* [Document segment]
((
# Miri



## Nana22

Is there a word for "miri" when referring to both the bride and the groom? 
I can only think to explicitly mention "bride and groom". Maybe I'm missing something. Thank you


----------



## Haji Firouz

Hello,

There is a similar topic in the English only thread if you search by "*bride and groom in one word"*. I think the consensus is that "*newlyweds*" is a suitable word if you refer to a more or less recently wedded couple.
For all fitting purposes, "*spouses*" (or "consorts") may be a good enough variant, but keeping in mind that "*miri*" in Romanian refers to the couple in their wedding day or close to that day, wheareas "*spouses*" refers to married partners in general, so it comes with a slightly different hue.
))
* [Data extract]
((
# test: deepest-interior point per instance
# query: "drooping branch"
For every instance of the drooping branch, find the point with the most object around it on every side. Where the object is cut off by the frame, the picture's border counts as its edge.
))
Write out the thread about "miri" in full, word for word. Work only from the thread about "miri" and ignore the lines.

* [Problem solution]
# Miri



## Nana22

Is there a word for "miri" when referring to both the bride and the groom? 
I can only think to explicitly mention "bride and groom". Maybe I'm missing something. Thank you


----------



## Haji Firouz

Hello,

There is a similar topic in the English only thread if you search by "*bride and groom in one word"*. I think the consensus is that "*newlyweds*" is a suitable word if you refer to a more or less recently wedded couple.
For all fitting purposes, "*spouses*" (or "consorts") may be a good enough variant, but keeping in mind that "*miri*" in Romanian refers to the couple in their wedding day or close to that day, wheareas "*spouses*" refers to married partners in general, so it comes with a slightly different hue.